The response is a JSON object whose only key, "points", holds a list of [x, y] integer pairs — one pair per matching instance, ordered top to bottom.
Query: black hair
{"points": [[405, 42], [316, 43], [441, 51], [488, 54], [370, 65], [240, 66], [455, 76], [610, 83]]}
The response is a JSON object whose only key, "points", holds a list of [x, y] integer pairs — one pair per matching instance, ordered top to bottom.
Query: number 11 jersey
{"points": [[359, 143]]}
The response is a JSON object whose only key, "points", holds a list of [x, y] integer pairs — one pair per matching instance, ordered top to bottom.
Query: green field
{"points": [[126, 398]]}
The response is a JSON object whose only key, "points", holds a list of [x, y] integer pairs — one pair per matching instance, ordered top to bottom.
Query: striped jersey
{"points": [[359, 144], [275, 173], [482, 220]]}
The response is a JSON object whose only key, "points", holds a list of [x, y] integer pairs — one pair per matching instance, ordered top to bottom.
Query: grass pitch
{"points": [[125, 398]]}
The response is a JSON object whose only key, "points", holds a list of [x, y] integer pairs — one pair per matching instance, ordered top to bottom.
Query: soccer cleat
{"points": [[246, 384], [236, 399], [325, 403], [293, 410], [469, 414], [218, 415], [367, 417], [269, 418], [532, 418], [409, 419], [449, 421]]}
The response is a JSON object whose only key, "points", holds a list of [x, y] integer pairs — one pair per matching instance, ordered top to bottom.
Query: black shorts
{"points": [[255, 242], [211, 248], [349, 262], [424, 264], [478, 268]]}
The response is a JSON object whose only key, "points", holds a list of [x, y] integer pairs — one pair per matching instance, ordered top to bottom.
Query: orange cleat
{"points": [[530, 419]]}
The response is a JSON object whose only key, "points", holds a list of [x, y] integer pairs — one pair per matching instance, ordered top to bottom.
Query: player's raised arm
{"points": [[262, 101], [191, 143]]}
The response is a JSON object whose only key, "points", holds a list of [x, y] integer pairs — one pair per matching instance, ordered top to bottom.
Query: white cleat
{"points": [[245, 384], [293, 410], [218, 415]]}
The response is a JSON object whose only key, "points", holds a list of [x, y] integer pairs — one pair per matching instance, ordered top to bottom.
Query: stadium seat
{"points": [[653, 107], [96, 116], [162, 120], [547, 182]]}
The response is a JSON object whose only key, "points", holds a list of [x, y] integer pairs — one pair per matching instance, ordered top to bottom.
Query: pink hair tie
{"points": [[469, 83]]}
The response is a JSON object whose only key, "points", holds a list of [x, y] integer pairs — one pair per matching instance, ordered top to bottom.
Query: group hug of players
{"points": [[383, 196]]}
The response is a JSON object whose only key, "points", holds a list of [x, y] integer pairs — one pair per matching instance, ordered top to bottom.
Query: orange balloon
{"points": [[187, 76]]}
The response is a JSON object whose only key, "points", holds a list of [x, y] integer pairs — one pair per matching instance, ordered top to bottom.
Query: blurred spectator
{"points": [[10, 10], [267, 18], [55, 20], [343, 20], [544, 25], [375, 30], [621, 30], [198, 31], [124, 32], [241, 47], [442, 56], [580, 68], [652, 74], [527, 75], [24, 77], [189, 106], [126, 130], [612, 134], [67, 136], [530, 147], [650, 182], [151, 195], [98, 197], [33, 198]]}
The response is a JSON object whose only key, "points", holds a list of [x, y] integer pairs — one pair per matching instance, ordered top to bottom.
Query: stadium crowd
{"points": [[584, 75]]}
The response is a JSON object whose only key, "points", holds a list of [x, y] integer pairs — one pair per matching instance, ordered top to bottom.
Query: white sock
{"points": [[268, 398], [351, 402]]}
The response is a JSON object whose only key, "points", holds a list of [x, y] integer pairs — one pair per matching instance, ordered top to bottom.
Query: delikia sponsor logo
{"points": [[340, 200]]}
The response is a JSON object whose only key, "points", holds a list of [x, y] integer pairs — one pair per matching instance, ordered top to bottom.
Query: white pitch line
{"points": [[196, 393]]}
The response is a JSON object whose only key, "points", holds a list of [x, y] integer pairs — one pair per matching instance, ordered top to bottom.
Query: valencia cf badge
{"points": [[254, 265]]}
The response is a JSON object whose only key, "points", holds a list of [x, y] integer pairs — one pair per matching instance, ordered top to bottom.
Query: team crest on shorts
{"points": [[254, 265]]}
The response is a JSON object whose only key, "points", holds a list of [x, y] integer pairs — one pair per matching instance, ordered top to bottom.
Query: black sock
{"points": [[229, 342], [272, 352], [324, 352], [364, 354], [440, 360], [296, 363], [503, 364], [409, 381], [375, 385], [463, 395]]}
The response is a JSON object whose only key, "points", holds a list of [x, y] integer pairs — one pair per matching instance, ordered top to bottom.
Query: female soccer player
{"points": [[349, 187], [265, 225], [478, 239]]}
================================
▸ EXERCISE INSTRUCTIONS: Every record shown above should be set down again exactly.

▸ SOLUTION BELOW:
The response is a JSON object whose only key, "points", holds a list of [x, y] integer pairs — one pair per matching instance, ordered top to bottom.
Query: black hair
{"points": [[405, 42], [316, 43], [441, 51], [488, 54], [370, 65], [240, 66], [455, 76], [610, 83]]}
The response is a JSON object whose only key, "points", holds a list of [x, y] integer pairs — one pair per matching instance, ordered top to bottom.
Query: number 11 jersey
{"points": [[359, 143]]}
The response is a JSON object whose only key, "points", holds a list of [x, y] integer pairs — one pair per matching instance, ordered top to bottom.
Query: green field
{"points": [[126, 398]]}
The response is a JSON object whose only key, "points", holds a list of [x, y] integer pairs — one pair per matching instance, ordered top to bottom.
Query: striped jersey
{"points": [[359, 144], [275, 173], [482, 220]]}
The response is a JSON object whose only key, "points", holds a list of [x, y] integer pairs — one pair per matching instance, ordered top to bottom.
Query: grass pitch
{"points": [[125, 398]]}
The response is a JSON object whose only key, "points", holds a list of [x, y] integer pairs — one pair per matching instance, ordered top to bottom.
Query: soccer cleat
{"points": [[246, 384], [236, 399], [325, 403], [293, 410], [469, 414], [218, 415], [367, 417], [269, 418], [532, 418], [409, 419], [449, 421]]}
The response is a JSON object whose only key, "points", holds a list of [x, y] integer pairs — one pair per matching instance, ordered top to bottom.
Query: black shorts
{"points": [[255, 242], [211, 248], [349, 262], [424, 264], [478, 268]]}
The response is a JSON object whose only key, "points", holds a list of [x, y] integer pairs — one pair per matching instance, ordered top to bottom.
Query: orange cleat
{"points": [[530, 419]]}
The response is a JSON object whose only key, "points", holds a list of [x, y] integer pairs — one pair per matching instance, ordered top to bottom.
Query: player's raised arm
{"points": [[262, 101], [191, 143]]}
The response is a JSON object whose only key, "points", holds a list of [x, y] integer pairs — one pair per matching instance, ordered top to bottom.
Query: white cleat
{"points": [[245, 384], [293, 410], [218, 415]]}
The response is a JSON object whose only key, "points", holds a list of [x, y] integer pairs — one pair per matching instance, ordered top to bottom.
Query: stadium seat
{"points": [[653, 107], [96, 116], [162, 120], [547, 182]]}
The response is a JSON object whose only key, "points", holds a list of [x, y] integer pairs — one pair per matching instance, ordered top to bottom.
Query: pink hair tie
{"points": [[469, 83]]}
The response is a JSON object whose only key, "points", holds a list of [x, y] integer pairs — one pair per matching instance, ordered top to bottom.
Query: group hug of players
{"points": [[383, 196]]}
The response is a JSON object whose only key, "points", holds a list of [x, y] integer pairs — one pair per matching instance, ordered top to bottom.
Query: orange balloon
{"points": [[187, 76]]}
The response is a JSON object whose only key, "points", holds a list of [x, y] integer pairs — one pair per matching instance, ordered top to bottom.
Query: blurred spectator
{"points": [[10, 10], [267, 18], [55, 20], [343, 20], [544, 25], [375, 30], [621, 30], [198, 31], [124, 32], [241, 47], [442, 56], [580, 68], [652, 74], [527, 75], [24, 77], [189, 106], [126, 130], [612, 134], [67, 136], [530, 147], [650, 182], [151, 195], [98, 197], [33, 198]]}
The response is a JSON object whose only key, "points", holds a list of [x, y] integer pairs — one pair per matching instance, ordered top to bottom.
Query: stadium crowd
{"points": [[584, 75]]}
The response is a JSON object whose only key, "points", holds a list of [x, y] integer pairs — one pair per matching instance, ordered top to bottom.
Query: white sock
{"points": [[268, 398], [351, 402]]}
The response is a JSON object whose only key, "points", holds a list of [x, y] integer pairs — one pair per matching instance, ordered top to bottom.
Query: delikia sponsor logo
{"points": [[340, 200]]}
The response is a JSON object whose only key, "points", holds a list of [x, y] integer pairs — one pair per matching instance, ordered top to bottom.
Query: white pitch line
{"points": [[196, 393]]}
The response is a JSON object whose only key, "points", holds a list of [x, y] integer pairs — one pair per matching instance, ordered top to bottom.
Query: valencia cf badge
{"points": [[254, 265]]}
The response is a JSON object whose only key, "points", holds a list of [x, y] integer pairs — one pair per matching instance, ordered top to bottom.
Query: team crest on shorts
{"points": [[254, 265]]}
The response is a JSON object whose only key, "points", holds a list of [x, y] integer pairs — one pair per matching instance, ordered top to bottom.
Query: black sock
{"points": [[229, 342], [272, 352], [324, 352], [364, 354], [440, 360], [296, 363], [503, 364], [409, 381], [375, 385], [463, 395]]}
The response is a JSON object whose only key, "points", holds a list of [x, y] integer pairs — one pair per matching instance, ordered top to bottom.
Query: female soccer player
{"points": [[349, 187], [265, 225], [478, 239]]}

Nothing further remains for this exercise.